**TASK DATA**:

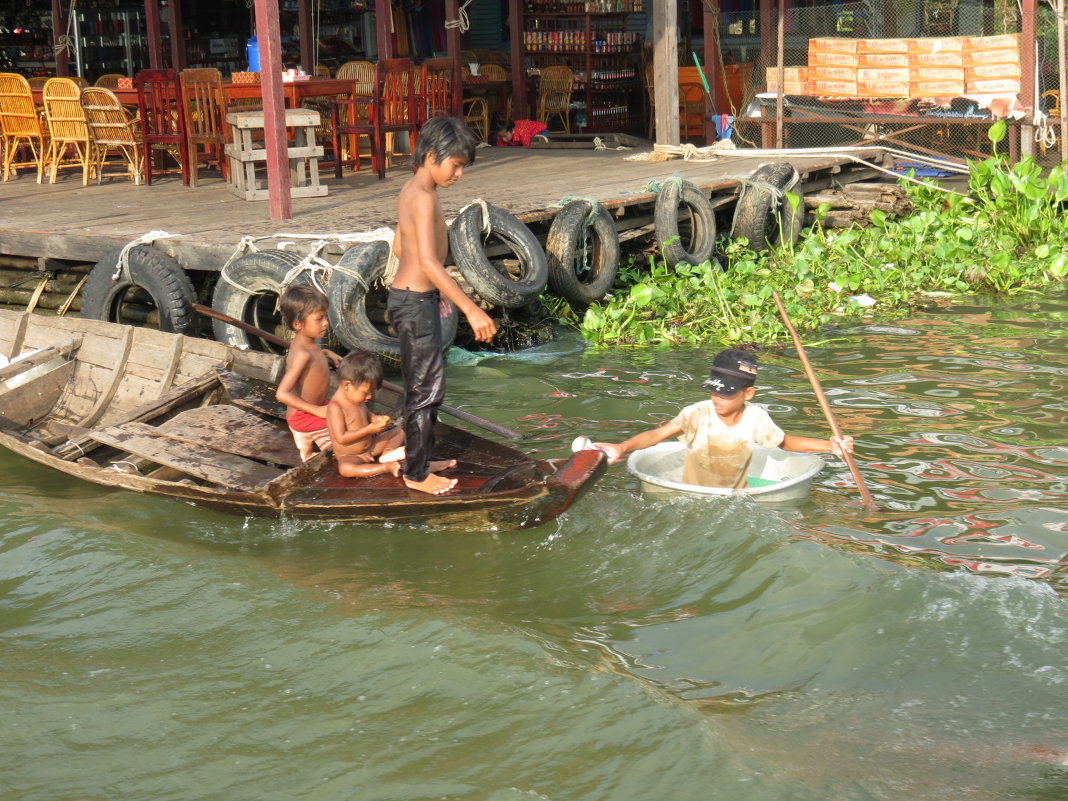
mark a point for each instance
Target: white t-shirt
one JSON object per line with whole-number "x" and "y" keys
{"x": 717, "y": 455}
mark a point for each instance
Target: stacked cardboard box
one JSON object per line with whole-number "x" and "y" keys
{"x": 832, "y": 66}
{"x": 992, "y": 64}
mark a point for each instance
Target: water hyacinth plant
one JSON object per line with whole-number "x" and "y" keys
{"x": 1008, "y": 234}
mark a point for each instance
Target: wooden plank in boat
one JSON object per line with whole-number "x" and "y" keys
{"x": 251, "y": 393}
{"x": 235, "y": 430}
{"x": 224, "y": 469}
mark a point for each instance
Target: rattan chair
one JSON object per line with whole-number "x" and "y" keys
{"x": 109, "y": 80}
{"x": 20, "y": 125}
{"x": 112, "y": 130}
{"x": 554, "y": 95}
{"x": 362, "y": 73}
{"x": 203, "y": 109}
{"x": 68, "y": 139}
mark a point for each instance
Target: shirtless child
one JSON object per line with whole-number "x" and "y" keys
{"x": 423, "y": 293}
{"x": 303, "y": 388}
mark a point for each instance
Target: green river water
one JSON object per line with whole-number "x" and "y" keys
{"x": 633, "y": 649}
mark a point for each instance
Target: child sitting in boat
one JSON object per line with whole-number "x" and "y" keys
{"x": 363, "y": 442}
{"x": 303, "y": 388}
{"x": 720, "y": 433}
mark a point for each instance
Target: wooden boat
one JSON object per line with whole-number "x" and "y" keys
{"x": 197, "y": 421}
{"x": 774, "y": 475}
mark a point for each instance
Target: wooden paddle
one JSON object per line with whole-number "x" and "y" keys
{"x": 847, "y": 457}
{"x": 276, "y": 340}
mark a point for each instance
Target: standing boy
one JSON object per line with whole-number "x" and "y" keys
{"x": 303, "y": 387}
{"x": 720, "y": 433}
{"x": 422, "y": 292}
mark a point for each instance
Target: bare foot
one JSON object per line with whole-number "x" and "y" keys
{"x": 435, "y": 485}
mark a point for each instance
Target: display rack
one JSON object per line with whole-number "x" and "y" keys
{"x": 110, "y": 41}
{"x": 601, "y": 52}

**EXERCISE**: Strip the images and reproduce the remaining records precisely.

**EXPECTED OUTPUT**:
mark a point for each instance
Target: white t-shirt
one JSON object per line with whole-number "x" and "y" keys
{"x": 717, "y": 455}
mark a point for each instance
Target: stacked cardboard box
one JSON object per line with whole-number "x" and "y" keys
{"x": 832, "y": 66}
{"x": 992, "y": 64}
mark a point for each instance
Target: water hyacinth plant
one JSON object per line with whole-number "x" and "y" keys
{"x": 1008, "y": 234}
mark a point for each instance
Target: wooden plank in boat
one JSON object per line with whole-number "x" and "y" keys
{"x": 251, "y": 393}
{"x": 235, "y": 430}
{"x": 224, "y": 469}
mark a point for each instance
Target: rattan chair
one JSON object per line with whole-number "x" and "y" keys
{"x": 109, "y": 80}
{"x": 20, "y": 125}
{"x": 112, "y": 130}
{"x": 554, "y": 95}
{"x": 362, "y": 73}
{"x": 203, "y": 109}
{"x": 68, "y": 139}
mark a point for each instance
Target: shirtless child
one JSON object per line with whole-number "x" and "y" keys
{"x": 423, "y": 293}
{"x": 303, "y": 388}
mark a point for each instance
Target: green river water
one JSON object per line with whole-number "x" and "y" keys
{"x": 633, "y": 649}
mark a point for each instance
Target: child sitting in boat
one JSON object per line with whole-number "x" and "y" keys
{"x": 363, "y": 442}
{"x": 303, "y": 388}
{"x": 720, "y": 433}
mark a point for each instance
Target: wooden boat
one JSON object per line with whole-number "x" and "y" keys
{"x": 197, "y": 421}
{"x": 774, "y": 475}
mark a point for each instance
Target: wooden paddle
one JSON object per line with whole-number "x" and "y" keys
{"x": 847, "y": 457}
{"x": 276, "y": 340}
mark a point for each instance
Target: standing boy
one JSON object per line with whole-number "x" and "y" keys
{"x": 303, "y": 387}
{"x": 720, "y": 433}
{"x": 422, "y": 292}
mark a point for each instance
Target: bare foot
one JSON object per line with whole-number "x" and "y" keys
{"x": 435, "y": 485}
mark a point for each instance
Target: display rack
one JSON object per line with whole-number "x" and "y" keys
{"x": 110, "y": 41}
{"x": 601, "y": 52}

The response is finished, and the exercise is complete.